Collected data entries
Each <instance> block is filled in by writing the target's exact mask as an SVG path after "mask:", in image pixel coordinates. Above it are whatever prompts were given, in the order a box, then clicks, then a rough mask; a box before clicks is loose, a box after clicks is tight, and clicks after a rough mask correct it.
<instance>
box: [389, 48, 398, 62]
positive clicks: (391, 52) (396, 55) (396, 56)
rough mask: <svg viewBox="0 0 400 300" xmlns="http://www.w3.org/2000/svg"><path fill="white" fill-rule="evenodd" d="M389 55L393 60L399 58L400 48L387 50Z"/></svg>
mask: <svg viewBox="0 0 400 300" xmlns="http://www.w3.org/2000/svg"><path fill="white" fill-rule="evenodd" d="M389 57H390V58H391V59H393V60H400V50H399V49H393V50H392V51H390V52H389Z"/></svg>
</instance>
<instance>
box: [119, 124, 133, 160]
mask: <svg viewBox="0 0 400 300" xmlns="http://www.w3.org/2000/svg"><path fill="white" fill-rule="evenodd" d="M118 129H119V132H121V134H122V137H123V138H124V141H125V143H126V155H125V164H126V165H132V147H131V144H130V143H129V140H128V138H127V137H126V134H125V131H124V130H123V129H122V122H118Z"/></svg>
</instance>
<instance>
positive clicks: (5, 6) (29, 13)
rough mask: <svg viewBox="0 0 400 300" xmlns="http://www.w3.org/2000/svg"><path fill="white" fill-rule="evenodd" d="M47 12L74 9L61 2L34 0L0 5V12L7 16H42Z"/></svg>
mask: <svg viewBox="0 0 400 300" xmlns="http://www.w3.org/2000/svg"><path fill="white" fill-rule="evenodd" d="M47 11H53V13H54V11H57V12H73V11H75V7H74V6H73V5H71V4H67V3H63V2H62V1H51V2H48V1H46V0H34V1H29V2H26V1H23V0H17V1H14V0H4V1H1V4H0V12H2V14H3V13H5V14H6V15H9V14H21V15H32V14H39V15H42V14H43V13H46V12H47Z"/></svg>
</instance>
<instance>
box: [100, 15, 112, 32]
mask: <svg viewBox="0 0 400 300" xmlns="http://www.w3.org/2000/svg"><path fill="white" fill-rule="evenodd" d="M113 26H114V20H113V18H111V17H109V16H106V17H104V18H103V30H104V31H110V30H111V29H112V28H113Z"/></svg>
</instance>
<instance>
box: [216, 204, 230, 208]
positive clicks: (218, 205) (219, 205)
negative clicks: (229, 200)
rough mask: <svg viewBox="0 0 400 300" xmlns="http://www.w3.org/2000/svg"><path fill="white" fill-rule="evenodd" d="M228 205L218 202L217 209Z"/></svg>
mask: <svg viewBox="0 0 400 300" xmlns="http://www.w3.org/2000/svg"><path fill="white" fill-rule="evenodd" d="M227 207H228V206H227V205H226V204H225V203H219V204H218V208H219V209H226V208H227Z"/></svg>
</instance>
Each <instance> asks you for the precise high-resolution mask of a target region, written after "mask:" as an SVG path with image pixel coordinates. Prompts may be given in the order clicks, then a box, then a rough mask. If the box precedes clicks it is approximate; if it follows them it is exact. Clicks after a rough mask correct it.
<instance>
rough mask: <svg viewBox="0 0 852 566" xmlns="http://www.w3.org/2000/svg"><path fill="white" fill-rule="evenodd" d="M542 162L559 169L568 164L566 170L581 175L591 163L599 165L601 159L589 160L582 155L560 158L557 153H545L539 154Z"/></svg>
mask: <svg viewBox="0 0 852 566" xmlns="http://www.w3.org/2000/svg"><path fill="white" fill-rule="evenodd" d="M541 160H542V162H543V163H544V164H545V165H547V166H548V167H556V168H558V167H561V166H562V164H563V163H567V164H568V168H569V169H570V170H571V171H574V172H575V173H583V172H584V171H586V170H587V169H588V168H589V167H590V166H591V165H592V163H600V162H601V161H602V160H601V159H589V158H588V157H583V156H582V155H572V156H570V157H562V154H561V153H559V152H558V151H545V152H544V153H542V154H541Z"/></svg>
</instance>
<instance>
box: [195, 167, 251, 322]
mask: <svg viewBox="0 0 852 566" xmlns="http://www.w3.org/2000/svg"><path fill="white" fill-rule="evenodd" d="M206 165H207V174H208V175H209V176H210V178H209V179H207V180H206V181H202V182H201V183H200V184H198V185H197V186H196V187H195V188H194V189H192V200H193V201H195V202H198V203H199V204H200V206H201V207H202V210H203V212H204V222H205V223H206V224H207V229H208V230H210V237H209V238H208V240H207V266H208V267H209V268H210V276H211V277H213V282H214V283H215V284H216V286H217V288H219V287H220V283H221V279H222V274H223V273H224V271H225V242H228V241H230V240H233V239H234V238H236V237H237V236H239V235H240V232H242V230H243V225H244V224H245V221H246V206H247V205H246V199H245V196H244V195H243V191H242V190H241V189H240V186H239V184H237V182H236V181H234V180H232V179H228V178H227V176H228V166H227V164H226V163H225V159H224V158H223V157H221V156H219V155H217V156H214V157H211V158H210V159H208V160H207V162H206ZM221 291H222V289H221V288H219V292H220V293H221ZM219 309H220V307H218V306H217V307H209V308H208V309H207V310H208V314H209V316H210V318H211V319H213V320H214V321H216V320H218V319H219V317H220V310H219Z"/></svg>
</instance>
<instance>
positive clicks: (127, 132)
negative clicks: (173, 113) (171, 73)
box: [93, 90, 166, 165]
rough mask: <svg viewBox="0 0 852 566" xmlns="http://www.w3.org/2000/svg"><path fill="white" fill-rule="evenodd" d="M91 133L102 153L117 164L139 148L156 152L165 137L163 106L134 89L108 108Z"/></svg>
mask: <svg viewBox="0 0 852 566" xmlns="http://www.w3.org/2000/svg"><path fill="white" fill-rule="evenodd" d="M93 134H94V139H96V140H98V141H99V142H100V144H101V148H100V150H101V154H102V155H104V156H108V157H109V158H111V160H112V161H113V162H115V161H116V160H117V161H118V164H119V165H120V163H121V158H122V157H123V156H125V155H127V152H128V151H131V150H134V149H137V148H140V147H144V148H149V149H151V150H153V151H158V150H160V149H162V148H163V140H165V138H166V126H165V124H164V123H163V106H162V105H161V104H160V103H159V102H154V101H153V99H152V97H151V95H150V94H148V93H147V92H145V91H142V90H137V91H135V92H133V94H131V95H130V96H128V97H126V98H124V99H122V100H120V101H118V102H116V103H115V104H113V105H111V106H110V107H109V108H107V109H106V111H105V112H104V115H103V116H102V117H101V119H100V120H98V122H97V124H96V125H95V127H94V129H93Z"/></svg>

THE TASK
Wherever "negative" occurs in the records above, copy the line it sits in.

SOLUTION TO THIS EXERCISE
negative clicks: (229, 200)
negative clicks: (173, 113) (171, 73)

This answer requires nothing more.